**Aim of the exercise:**
Swap "Target" for "Label" everywhere in the data below and leave every other word unchanged. Omit the pictures from your output.

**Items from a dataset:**
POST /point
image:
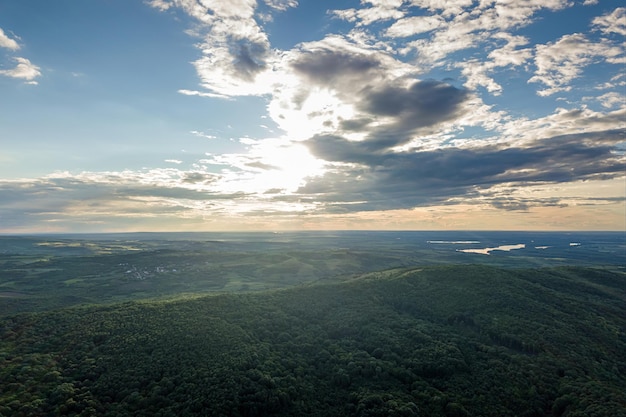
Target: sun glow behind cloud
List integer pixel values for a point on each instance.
(392, 114)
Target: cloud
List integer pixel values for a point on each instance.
(614, 22)
(392, 180)
(24, 70)
(380, 10)
(6, 42)
(560, 62)
(236, 56)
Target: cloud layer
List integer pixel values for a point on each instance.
(416, 105)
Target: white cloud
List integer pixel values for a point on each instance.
(477, 72)
(24, 70)
(381, 10)
(614, 22)
(414, 25)
(281, 4)
(236, 57)
(202, 134)
(6, 42)
(612, 99)
(561, 62)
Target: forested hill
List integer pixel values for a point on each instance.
(435, 341)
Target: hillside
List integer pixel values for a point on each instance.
(433, 341)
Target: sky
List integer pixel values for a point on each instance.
(270, 115)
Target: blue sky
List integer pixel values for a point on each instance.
(167, 115)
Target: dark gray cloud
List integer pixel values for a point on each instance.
(424, 103)
(329, 67)
(391, 180)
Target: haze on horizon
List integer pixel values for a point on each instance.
(209, 115)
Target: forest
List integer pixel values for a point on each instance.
(426, 340)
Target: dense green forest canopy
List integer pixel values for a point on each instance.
(456, 340)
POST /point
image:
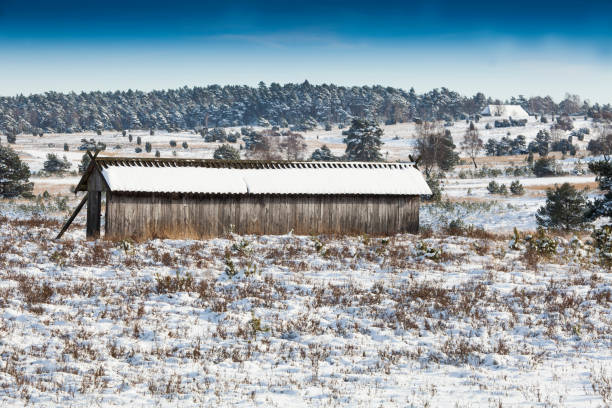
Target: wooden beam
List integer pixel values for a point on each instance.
(94, 202)
(72, 217)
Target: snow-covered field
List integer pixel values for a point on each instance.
(407, 321)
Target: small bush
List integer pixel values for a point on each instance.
(541, 245)
(602, 241)
(495, 188)
(516, 188)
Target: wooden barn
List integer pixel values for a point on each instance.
(189, 198)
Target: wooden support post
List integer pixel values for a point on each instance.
(72, 217)
(94, 205)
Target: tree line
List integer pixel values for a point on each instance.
(302, 106)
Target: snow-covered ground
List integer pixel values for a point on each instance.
(406, 322)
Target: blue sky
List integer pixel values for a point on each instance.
(500, 48)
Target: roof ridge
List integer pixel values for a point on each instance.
(106, 161)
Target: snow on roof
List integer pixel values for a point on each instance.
(396, 180)
(505, 111)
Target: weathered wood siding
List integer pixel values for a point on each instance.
(143, 216)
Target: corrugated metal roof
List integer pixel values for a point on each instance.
(267, 178)
(505, 111)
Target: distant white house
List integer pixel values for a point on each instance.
(505, 111)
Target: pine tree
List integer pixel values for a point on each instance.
(544, 167)
(564, 209)
(602, 206)
(226, 152)
(363, 141)
(84, 163)
(14, 174)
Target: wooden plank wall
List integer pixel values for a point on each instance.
(183, 216)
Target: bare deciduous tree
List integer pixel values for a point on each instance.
(435, 147)
(472, 143)
(293, 146)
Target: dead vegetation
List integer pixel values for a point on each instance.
(178, 321)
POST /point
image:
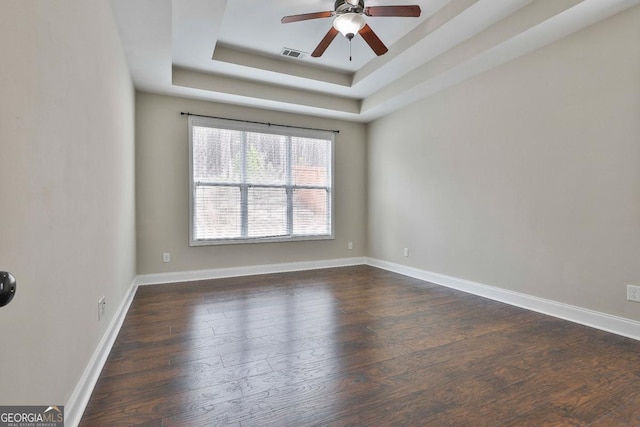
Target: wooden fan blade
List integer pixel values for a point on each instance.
(306, 16)
(404, 11)
(324, 44)
(372, 40)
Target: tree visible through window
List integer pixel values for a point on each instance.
(254, 183)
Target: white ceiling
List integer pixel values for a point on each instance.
(230, 50)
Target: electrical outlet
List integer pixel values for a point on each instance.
(102, 305)
(633, 293)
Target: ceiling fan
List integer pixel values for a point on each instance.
(350, 19)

**Exercise solution:**
POST /point
image:
Label: sun glow behind cloud
List integer pixel values for a point on each instance.
(392, 114)
Label: cloud
List integer pixel values for a point on each instance.
(614, 22)
(392, 180)
(24, 70)
(380, 10)
(6, 42)
(560, 62)
(236, 56)
Label: cloud layer
List integer pixel values for a point on each instance.
(416, 105)
Label: white cloud
List integer pixel values for a point on each instance.
(477, 72)
(24, 70)
(381, 10)
(614, 22)
(414, 25)
(281, 4)
(236, 57)
(202, 134)
(6, 42)
(612, 99)
(561, 62)
Label: forested hill
List integer pixel values for a point on each instance.
(435, 341)
Label: hillside
List integer pixel values for a point on each instance.
(433, 341)
Label: sky
List integer pixel values for a point on each instance.
(270, 115)
Label: blue sky
List integer pixel values for a point on each instance.
(167, 115)
Label: dark gray cloud
List integer pixel values for a point on each instance.
(424, 103)
(329, 67)
(391, 180)
Label: haze on horizon
List integer pixel values for a point on each instance.
(209, 115)
Label: forest
List integer pixel values for a point on each instance.
(426, 340)
Label: dense green forest canopy
List integer pixel values for a point on each instance.
(456, 340)
POST /point
image:
Label: wooden beam
List integer pixel values for a point on each instance.
(94, 202)
(72, 217)
Label: snow-covered field
List integer pixel values for a point on each instance.
(407, 321)
Label: small bush
List integer pixel values for a point on each instance.
(541, 245)
(602, 241)
(495, 188)
(516, 188)
Label: wooden barn
List integer pixel values for a point on each instance.
(189, 198)
Label: wooden support post
List integer pixel values for a point on each instance.
(72, 217)
(94, 205)
Label: tree line
List integer pixel values for a point on each instance.
(302, 106)
Label: snow-covered ground
List integer pixel values for a point on each instance.
(406, 322)
Label: blue sky
List integer pixel values for a point on each instance.
(500, 48)
Label: roof ridge
List integer pixel values for a point on each instance.
(106, 161)
Label: snow on roof
List integer pixel values for a point on each instance.
(396, 180)
(505, 111)
Label: weathered wood siding
List integer pixel values for a point on each instance.
(143, 216)
Label: corrugated metal roof
List integer pixel values for a point on each instance.
(267, 178)
(505, 111)
Label: distant white house
List integer pixel values for a point on each instance.
(505, 111)
Label: pine tree
List integer pixel values for a point on each instance.
(544, 167)
(564, 209)
(602, 206)
(226, 152)
(363, 141)
(84, 163)
(14, 174)
Label: wooden plank wall
List integer pixel values for a point on each instance.
(183, 216)
Label: bare deciduous tree
List integer pixel values for a point on each instance.
(435, 147)
(472, 143)
(293, 146)
Label: dead vegetation
List integer pixel values for a point on each instance.
(178, 321)
POST /point
image:
Label: wooden fan blade
List integer pixel values for a point on each instance.
(306, 16)
(404, 11)
(324, 44)
(372, 40)
Label: tree visible through window
List integer pixel values for a point on each instance.
(254, 183)
Label: white ceiling
List integer pixel values for a point on each instance.
(230, 50)
Label: electrical outlet
List integer pixel values for a point on each instance.
(102, 305)
(633, 293)
Label: ceiling fan
List integer pixel values for a point on each instance.
(350, 19)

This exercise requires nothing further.